DIRECTION
Rewrite every one of the records below, replacing "ring rule" with "fill rule" and leaving everything else as it is.
_ _ _ _ _ _ _
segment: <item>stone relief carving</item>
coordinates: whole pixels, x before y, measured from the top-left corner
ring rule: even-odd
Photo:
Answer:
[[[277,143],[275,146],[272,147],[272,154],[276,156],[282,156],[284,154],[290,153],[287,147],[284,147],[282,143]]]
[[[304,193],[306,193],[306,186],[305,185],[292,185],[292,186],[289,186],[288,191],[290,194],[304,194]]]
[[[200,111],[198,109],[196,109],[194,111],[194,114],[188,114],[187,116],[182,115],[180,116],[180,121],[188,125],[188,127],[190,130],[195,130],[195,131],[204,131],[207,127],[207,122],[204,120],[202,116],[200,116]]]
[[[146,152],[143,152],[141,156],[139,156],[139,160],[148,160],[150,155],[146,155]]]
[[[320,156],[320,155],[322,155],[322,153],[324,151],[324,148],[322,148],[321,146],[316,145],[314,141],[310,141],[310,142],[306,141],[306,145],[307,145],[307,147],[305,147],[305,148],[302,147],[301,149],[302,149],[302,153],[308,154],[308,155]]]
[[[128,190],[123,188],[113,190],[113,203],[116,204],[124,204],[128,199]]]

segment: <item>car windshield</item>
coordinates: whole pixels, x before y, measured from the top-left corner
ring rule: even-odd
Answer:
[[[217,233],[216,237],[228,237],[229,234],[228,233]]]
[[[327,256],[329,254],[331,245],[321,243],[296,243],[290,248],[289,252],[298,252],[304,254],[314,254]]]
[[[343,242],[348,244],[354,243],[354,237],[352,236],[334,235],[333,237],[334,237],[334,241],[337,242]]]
_ _ _ _ _ _ _
OUTPUT BELOW
segment: <item>stone relief carving</item>
coordinates: whole pixels, x before y, measured from the top-left corner
fill rule: even-odd
Photo:
Answer:
[[[277,143],[275,146],[272,147],[272,154],[276,156],[282,156],[284,154],[290,153],[287,147],[284,147],[282,143]]]
[[[304,193],[306,193],[306,186],[305,185],[292,185],[292,186],[289,186],[288,191],[290,194],[304,194]]]
[[[200,111],[198,109],[196,109],[194,111],[194,114],[188,114],[187,116],[182,115],[180,116],[180,121],[188,125],[188,127],[190,130],[195,130],[195,131],[204,131],[207,127],[207,122],[204,120],[202,116],[200,116]]]
[[[146,152],[143,152],[141,156],[139,156],[139,160],[148,160],[150,155],[146,155]]]
[[[320,156],[320,155],[322,155],[322,153],[324,151],[324,148],[322,148],[321,146],[316,145],[314,141],[310,141],[310,142],[306,141],[306,145],[307,145],[307,147],[305,147],[305,148],[302,147],[301,149],[302,149],[302,153],[308,154],[308,155]]]
[[[128,190],[123,188],[113,190],[113,203],[116,204],[124,204],[128,199]]]

segment: <item>car windshield</item>
coordinates: whole pixels, x before y, measured from the top-left corner
fill rule: even-odd
Answer:
[[[217,233],[216,237],[228,237],[229,234],[228,233]]]
[[[327,256],[329,254],[331,245],[321,243],[296,243],[290,248],[289,252],[298,252],[304,254],[314,254]]]
[[[343,242],[348,244],[354,243],[354,237],[352,236],[334,235],[333,237],[334,237],[334,241],[337,242]]]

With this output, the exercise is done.